• **TASK TO CARRY OUT**: Copy out exactly the lines from the line containing "point: orange sky" to the end of the listing.

Start LISTED ENTRIES

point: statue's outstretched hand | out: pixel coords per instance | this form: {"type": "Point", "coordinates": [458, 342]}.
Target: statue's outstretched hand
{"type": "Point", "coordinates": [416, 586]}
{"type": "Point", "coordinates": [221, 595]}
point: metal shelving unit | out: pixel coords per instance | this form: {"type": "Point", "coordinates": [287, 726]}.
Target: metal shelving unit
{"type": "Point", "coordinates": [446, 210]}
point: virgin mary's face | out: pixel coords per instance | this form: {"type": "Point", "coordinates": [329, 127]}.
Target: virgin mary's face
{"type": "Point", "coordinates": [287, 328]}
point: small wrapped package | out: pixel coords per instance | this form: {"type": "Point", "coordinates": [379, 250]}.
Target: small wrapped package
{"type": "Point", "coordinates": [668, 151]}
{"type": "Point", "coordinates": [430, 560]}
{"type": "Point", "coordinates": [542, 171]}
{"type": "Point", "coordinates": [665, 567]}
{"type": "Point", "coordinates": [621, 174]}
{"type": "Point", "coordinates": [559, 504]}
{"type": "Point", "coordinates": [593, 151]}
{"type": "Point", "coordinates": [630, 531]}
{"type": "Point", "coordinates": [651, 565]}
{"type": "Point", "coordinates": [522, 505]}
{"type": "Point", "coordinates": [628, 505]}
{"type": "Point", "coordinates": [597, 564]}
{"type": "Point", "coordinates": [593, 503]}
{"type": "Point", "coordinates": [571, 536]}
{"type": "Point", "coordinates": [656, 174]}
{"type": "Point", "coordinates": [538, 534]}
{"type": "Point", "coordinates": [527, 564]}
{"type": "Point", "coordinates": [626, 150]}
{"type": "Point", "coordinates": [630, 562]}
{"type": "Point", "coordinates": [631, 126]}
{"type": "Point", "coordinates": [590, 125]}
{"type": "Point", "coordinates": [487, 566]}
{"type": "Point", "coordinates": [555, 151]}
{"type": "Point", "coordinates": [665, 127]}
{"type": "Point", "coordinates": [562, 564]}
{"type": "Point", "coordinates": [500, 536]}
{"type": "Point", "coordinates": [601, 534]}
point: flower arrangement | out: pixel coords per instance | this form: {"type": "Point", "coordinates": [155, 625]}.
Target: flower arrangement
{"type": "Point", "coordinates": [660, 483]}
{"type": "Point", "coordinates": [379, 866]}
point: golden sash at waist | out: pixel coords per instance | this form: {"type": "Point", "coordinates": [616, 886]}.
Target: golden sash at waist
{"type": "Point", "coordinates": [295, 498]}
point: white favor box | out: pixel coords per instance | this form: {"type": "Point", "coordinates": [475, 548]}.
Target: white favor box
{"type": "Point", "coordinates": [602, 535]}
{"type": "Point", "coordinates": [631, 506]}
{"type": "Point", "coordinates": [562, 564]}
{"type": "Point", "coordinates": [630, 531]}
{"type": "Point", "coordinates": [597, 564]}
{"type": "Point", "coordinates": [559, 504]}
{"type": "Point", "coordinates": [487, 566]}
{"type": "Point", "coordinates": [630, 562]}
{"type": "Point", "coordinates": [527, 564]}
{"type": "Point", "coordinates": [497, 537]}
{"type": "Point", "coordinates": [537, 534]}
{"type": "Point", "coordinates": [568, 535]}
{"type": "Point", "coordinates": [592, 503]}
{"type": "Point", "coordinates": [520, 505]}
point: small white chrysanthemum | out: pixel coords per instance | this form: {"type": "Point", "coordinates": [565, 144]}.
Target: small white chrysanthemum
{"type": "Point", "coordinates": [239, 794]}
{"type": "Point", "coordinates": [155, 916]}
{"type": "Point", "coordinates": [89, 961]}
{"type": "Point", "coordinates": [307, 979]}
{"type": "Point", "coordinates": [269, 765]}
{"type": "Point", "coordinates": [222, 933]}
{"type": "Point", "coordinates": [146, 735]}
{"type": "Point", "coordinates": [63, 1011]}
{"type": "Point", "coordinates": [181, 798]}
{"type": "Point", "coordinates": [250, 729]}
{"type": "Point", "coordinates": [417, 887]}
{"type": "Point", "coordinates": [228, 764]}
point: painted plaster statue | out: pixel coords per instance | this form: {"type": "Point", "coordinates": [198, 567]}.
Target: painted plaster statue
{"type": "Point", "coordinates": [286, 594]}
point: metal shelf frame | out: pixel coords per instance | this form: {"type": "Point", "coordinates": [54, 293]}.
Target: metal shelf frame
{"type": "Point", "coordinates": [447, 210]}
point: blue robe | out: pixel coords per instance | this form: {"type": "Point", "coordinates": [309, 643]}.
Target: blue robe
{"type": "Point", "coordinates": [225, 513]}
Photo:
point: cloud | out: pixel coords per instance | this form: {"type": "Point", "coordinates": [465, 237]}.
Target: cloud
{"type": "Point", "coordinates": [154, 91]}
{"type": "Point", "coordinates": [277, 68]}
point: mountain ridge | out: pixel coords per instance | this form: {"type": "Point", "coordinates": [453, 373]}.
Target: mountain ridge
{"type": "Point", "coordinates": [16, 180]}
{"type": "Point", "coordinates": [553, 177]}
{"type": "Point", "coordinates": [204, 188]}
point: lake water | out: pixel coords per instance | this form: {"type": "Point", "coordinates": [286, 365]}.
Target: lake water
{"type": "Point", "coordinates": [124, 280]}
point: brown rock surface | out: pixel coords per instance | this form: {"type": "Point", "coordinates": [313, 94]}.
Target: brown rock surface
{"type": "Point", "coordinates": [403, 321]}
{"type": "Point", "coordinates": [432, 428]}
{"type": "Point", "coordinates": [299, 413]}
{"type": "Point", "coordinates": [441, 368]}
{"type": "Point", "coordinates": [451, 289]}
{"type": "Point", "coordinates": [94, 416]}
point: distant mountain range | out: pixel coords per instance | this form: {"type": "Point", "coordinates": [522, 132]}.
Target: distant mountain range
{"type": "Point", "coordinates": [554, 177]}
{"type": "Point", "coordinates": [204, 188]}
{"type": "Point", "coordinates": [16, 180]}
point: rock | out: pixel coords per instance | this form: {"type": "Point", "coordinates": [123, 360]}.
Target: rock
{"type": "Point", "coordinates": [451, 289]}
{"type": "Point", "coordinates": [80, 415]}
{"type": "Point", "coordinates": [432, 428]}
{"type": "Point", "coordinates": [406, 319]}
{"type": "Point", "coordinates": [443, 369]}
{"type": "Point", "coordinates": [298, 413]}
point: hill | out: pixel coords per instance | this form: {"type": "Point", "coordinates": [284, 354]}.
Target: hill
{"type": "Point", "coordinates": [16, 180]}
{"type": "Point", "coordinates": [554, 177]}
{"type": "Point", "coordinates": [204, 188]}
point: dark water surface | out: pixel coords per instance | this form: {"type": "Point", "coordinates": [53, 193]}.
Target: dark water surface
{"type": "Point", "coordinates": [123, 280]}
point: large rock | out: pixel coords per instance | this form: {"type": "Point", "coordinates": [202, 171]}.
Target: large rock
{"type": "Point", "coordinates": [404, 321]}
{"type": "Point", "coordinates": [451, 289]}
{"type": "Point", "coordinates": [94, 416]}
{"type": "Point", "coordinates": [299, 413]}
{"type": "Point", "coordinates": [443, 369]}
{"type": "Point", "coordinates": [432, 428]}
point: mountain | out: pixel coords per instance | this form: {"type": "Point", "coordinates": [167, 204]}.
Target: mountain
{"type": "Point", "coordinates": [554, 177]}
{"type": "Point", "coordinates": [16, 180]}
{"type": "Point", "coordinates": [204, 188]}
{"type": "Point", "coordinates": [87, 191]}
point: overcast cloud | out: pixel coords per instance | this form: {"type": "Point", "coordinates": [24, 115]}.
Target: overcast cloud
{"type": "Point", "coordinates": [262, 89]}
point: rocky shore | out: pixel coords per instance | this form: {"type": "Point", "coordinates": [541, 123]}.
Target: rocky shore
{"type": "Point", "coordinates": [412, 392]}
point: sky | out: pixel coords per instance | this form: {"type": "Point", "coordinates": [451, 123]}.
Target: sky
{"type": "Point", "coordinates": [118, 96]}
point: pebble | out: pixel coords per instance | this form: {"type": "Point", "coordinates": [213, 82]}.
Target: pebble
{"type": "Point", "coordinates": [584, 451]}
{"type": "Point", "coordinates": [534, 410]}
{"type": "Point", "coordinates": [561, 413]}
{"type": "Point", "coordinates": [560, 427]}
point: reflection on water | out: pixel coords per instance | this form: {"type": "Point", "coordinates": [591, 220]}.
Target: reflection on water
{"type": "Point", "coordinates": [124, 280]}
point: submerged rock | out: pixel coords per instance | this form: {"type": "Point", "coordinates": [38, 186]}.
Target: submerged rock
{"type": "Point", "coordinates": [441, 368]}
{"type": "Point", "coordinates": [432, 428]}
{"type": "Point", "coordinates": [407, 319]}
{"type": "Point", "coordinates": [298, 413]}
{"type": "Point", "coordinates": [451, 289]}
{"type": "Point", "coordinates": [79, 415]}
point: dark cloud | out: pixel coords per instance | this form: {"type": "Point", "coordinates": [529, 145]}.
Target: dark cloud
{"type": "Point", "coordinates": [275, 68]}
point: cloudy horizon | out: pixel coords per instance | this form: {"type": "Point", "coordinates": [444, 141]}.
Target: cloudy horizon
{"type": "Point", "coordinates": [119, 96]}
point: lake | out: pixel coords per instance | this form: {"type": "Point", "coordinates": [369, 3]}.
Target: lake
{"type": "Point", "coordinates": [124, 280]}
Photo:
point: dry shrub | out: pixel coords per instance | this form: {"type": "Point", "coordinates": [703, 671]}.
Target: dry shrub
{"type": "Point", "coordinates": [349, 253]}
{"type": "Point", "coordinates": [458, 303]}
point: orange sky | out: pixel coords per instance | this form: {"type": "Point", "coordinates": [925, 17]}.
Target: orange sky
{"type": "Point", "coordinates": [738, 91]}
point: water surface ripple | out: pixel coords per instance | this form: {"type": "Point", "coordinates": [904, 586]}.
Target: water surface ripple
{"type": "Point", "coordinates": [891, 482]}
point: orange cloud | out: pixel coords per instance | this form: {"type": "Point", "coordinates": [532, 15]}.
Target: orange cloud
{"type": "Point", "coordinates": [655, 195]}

End LISTED ENTRIES

• **RESPONSE TO THIS TASK**:
point: orange sky | out: pixel coords per instance | this form: {"type": "Point", "coordinates": [925, 17]}.
Target: orange sky
{"type": "Point", "coordinates": [738, 91]}
point: water surface ripple | out: pixel coords per instance | this form: {"type": "Point", "coordinates": [904, 586]}.
Target: water surface ripple
{"type": "Point", "coordinates": [891, 482]}
point: orange cloud | out: pixel coords per instance | this form: {"type": "Point", "coordinates": [532, 15]}.
Target: orange cloud
{"type": "Point", "coordinates": [655, 195]}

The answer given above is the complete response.